╭─ SUPPLIED TEXT

Measurement and Determination of the Importance of Total Sulfhydryl Binding Site Concentrations in a Wide Range of Environmental Samples: A Novel UHPLC-MS Approach

Heavy metal contamination of surface waters and groundwater systems affects water quality across the industrialized world, and the form in which heavy metals are present in these waters controls the environmental fate and bioavailability of these elements. The aqueous speciation of many metal contaminants is controlled by binding onto sulfur-based binding sites on bacteria and on dissolved organic matter.

Despite the importance of these sulfur-based binding sites, very little is known about the abundance of the sites in natural waters or the processes that affect their abundance primarily due to analytical difficulties in measuring the concentration of these site types. In this study, we will use an analytical approach that we have developed for measuring sulfur-based binding sites both in water and sediment samples from a wide range of environments.

The research will be transformative by providing baseline information that can be used to assess the importance of sulfur-based sites in controlling metal speciation and behavior in natural and human-impacted water systems. Furthermore, the ability to measure the sulfur-based binding site concentrations in aqueous samples and on environmental solid-phase surfaces at the sensitivity of our new approach enables the investigators to test several hypotheses about the role of these important sites in surface and near-surface water-rock systems.

The sponsored research project will involve outreach and coordination with local high school science research programs in South Bend, Indiana schools. A geomicrobiology/environmental chemistry module will be created and taught in these high school science research programs (a short-course of 3-4 lectures and demonstrations), and 2-3 high school students will be recruited each year to conduct some of the sample analyses.

Organic compounds with sulfhydryl metal-binding sites are ubiquitous in natural and engineered surface water, groundwater, and soil settings, yet the role that they play in controlling the environmental behavior and fate of metals is poorly understood due to the difficulty of measuring their concentrations in aqueous and solid samples. Although other binding site types are typically more abundant, sulfhydryl sites likely control the fate, transport, and bioavailability of chalcophile elements in the environment due to the much higher binding affinities that these elements have with sulfhydryl sites compared to with other binding site types.

╰─
╭─ RAW DATA

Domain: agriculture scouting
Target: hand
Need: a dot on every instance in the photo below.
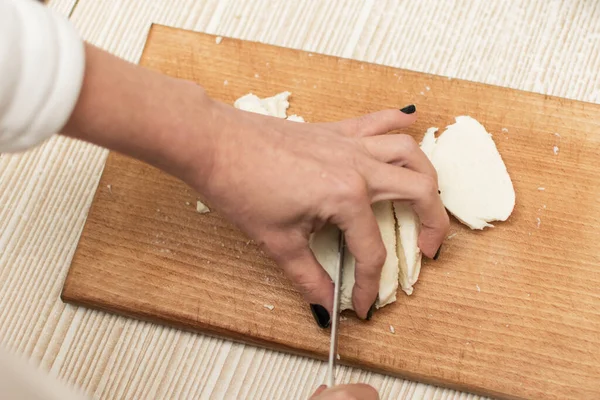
(357, 391)
(279, 181)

╰─

:: THINGS TO DO ::
1. Output the passage of the sulfhydryl binding site summary from "The sponsored research" up to and including "the sample analyses.", word for word.
2. According to the final paragraph of the sulfhydryl binding site summary, which aspects of chalcophile elements in the environment do sulfhydryl sites likely control? List each one.
3. Take the sulfhydryl binding site summary further, starting right after its last sentence.
None of the lines are needed for the tasks about the sulfhydryl binding site summary.

:: ANSWERS PER TASK ::
1.
The sponsored research project will involve outreach and coordination with local high school science research programs in South Bend, Indiana schools. A geomicrobiology/environmental chemistry module will be created and taught in these high school science research programs (a short-course of 3-4 lectures and demonstrations), and 2-3 high school students will be recruited each year to conduct some of the sample analyses.

2.
- fate
- transport
- bioavailability

3.
A first step in determining the role of organo-sulfhydryl binding sites in controlling metal speciation and bioavailability in natural systems is to measure the total concentration of these site types in surface and groundwaters and on environmental surfaces. Total sulfhydryl site concentrations in natural waters are likely to be, typically, in the nM to μM range, but sulfhydryl sites at these concentrations are not directly detectable using current approaches.

In this study, the investigators will use a novel ultra-high performance liquid chromatography – mass spectrometry (UHPLC-MS) analytical approach that they have developed and tested for measuring total sulfhydryl site concentrations in aqueous and solid-phase samples, and conduct a survey of sulfhydryl site concentrations in a wide range of environments. The UHPLC-MS approach dramatically lowers the detection limit relative to previous analytical methods, measuring the total sulfhydryl site concentration in a sample indirectly by measuring the change in concentration, upon exposure to sulfhydryl sites, of a molecule that binds specifically and essentially irreversibly to sulfhydryl sites on aqueous molecules or solid phase surfaces.

Because the concentration of the sulfhydryl-binding molecule can be determined very precisely using UHPLC-MS, the analytical approach has the potential to lower the detection limit for total sulfhydryl site concentration measurements by 2-3 orders of magnitude over current state-of-the-art techniques and to obtain detection limits of approximately 10 nM. The research team will use this approach to test several hypotheses about the role and occurrence of sulfhydryl sites in lake systems and on soil, microbiological, and root systems.

This award reflects NSF's statutory mission and has been deemed worthy of support through evaluation using the Foundation's intellectual merit and broader impacts review criteria.